◆ **TASK OBJECTIVE**
Convert each line of the material below into an item of a numbered list, leaving out any blank lines.

=====

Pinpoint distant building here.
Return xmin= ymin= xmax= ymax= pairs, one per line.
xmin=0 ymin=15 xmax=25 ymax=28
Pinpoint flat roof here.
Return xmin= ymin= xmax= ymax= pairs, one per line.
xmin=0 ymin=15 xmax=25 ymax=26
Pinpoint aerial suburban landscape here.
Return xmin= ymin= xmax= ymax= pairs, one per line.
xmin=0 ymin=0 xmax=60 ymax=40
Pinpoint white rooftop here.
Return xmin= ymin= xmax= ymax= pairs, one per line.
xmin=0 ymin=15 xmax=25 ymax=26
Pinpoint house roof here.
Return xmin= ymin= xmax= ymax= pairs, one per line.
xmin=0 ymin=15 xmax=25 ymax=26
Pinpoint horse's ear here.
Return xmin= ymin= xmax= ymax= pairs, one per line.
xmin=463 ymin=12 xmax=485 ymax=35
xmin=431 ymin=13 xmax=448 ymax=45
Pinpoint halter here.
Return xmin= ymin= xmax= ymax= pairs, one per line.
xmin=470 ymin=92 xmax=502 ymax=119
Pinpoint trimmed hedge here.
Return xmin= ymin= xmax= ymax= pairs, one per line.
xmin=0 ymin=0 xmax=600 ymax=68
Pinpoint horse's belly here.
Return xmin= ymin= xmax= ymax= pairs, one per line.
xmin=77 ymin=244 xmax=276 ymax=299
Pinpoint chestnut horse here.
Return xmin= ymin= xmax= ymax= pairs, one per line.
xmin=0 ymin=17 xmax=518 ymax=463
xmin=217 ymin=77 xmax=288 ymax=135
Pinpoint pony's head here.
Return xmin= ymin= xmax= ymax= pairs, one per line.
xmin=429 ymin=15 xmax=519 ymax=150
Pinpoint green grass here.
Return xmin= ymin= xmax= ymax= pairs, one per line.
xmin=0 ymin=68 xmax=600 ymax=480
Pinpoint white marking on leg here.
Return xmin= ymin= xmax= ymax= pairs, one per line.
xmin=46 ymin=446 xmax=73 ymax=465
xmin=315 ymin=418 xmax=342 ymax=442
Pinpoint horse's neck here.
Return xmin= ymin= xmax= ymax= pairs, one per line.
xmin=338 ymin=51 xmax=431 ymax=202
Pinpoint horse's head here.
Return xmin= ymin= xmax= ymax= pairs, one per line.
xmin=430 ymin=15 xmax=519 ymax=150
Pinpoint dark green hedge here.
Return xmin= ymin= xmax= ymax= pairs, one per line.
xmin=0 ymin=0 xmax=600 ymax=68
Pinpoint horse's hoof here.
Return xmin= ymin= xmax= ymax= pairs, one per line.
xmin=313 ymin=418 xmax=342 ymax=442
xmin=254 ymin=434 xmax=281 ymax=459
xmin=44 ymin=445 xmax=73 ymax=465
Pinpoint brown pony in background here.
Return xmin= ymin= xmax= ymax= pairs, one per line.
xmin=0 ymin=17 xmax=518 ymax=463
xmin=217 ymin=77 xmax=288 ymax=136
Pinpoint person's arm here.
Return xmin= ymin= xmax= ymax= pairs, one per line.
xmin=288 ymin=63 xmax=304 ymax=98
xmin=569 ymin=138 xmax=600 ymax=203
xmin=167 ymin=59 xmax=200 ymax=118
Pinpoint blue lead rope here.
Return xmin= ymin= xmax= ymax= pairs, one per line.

=====

◆ **RESULT**
1. Pinpoint distant building here.
2. Return xmin= ymin= xmax= ymax= pairs, one per line.
3. xmin=0 ymin=15 xmax=25 ymax=28
4. Pinpoint flat roof here.
5. Return xmin= ymin= xmax= ymax= pairs, one per line.
6. xmin=0 ymin=15 xmax=25 ymax=26
7. Pinpoint aerial suburban landscape here.
8. Return xmin= ymin= xmax= ymax= pairs, one per line.
9. xmin=0 ymin=0 xmax=60 ymax=40
10. Pinpoint white rooftop here.
11. Return xmin= ymin= xmax= ymax= pairs, one per line.
12. xmin=0 ymin=15 xmax=25 ymax=26
13. Pinpoint house roof here.
14. Return xmin= ymin= xmax= ymax= pairs, one per line.
15. xmin=0 ymin=15 xmax=25 ymax=26
16. Pinpoint horse's ear here.
17. Return xmin= ymin= xmax= ymax= pairs, one per line.
18. xmin=463 ymin=12 xmax=485 ymax=35
19. xmin=431 ymin=13 xmax=448 ymax=45
20. Pinpoint halter here.
21. Return xmin= ymin= xmax= ymax= pairs, one per line.
22. xmin=470 ymin=92 xmax=502 ymax=119
23. Pinpoint trimmed hedge here.
24. Return xmin= ymin= xmax= ymax= pairs, one per line.
25. xmin=0 ymin=0 xmax=600 ymax=68
26. Pinpoint horse's belly here.
27. Return xmin= ymin= xmax= ymax= pairs, one per line.
28. xmin=77 ymin=244 xmax=276 ymax=299
29. Pinpoint chestnut horse here.
30. Return xmin= ymin= xmax= ymax= pairs, one per line.
31. xmin=0 ymin=17 xmax=518 ymax=463
32. xmin=217 ymin=77 xmax=288 ymax=135
33. Pinpoint pony's head here.
34. Return xmin= ymin= xmax= ymax= pairs, one per line.
35. xmin=429 ymin=15 xmax=519 ymax=150
36. Pinpoint green grass here.
37. Return xmin= ymin= xmax= ymax= pairs, one per line.
38. xmin=0 ymin=68 xmax=600 ymax=480
39. Pinpoint white marking on leg here.
40. Return xmin= ymin= xmax= ymax= pairs, one per line.
41. xmin=46 ymin=446 xmax=73 ymax=465
42. xmin=315 ymin=418 xmax=342 ymax=442
43. Pinpoint horse's neck here.
44. Return xmin= ymin= xmax= ymax= pairs, one per line.
45. xmin=338 ymin=51 xmax=431 ymax=202
46. Pinpoint horse's head here.
47. Return xmin= ymin= xmax= ymax= pairs, one per line.
48. xmin=430 ymin=15 xmax=519 ymax=150
49. Pinpoint dark green hedge here.
50. Return xmin= ymin= xmax= ymax= pairs, one per line.
51. xmin=0 ymin=0 xmax=600 ymax=68
52. Pinpoint horse's hoof here.
53. Return xmin= ymin= xmax= ymax= pairs, one per line.
54. xmin=313 ymin=418 xmax=342 ymax=442
55. xmin=254 ymin=434 xmax=281 ymax=459
56. xmin=44 ymin=445 xmax=73 ymax=465
57. Pinpoint brown pony in background here.
58. Return xmin= ymin= xmax= ymax= pairs, one per line.
59. xmin=0 ymin=17 xmax=518 ymax=463
60. xmin=217 ymin=77 xmax=288 ymax=136
61. Pinpoint person's arm here.
62. Return xmin= ymin= xmax= ymax= pairs, one per line.
63. xmin=288 ymin=63 xmax=304 ymax=98
64. xmin=569 ymin=138 xmax=600 ymax=203
65. xmin=167 ymin=59 xmax=200 ymax=118
66. Pinpoint blue lead rope here.
67. Return xmin= ymin= xmax= ymax= pairs, one per line.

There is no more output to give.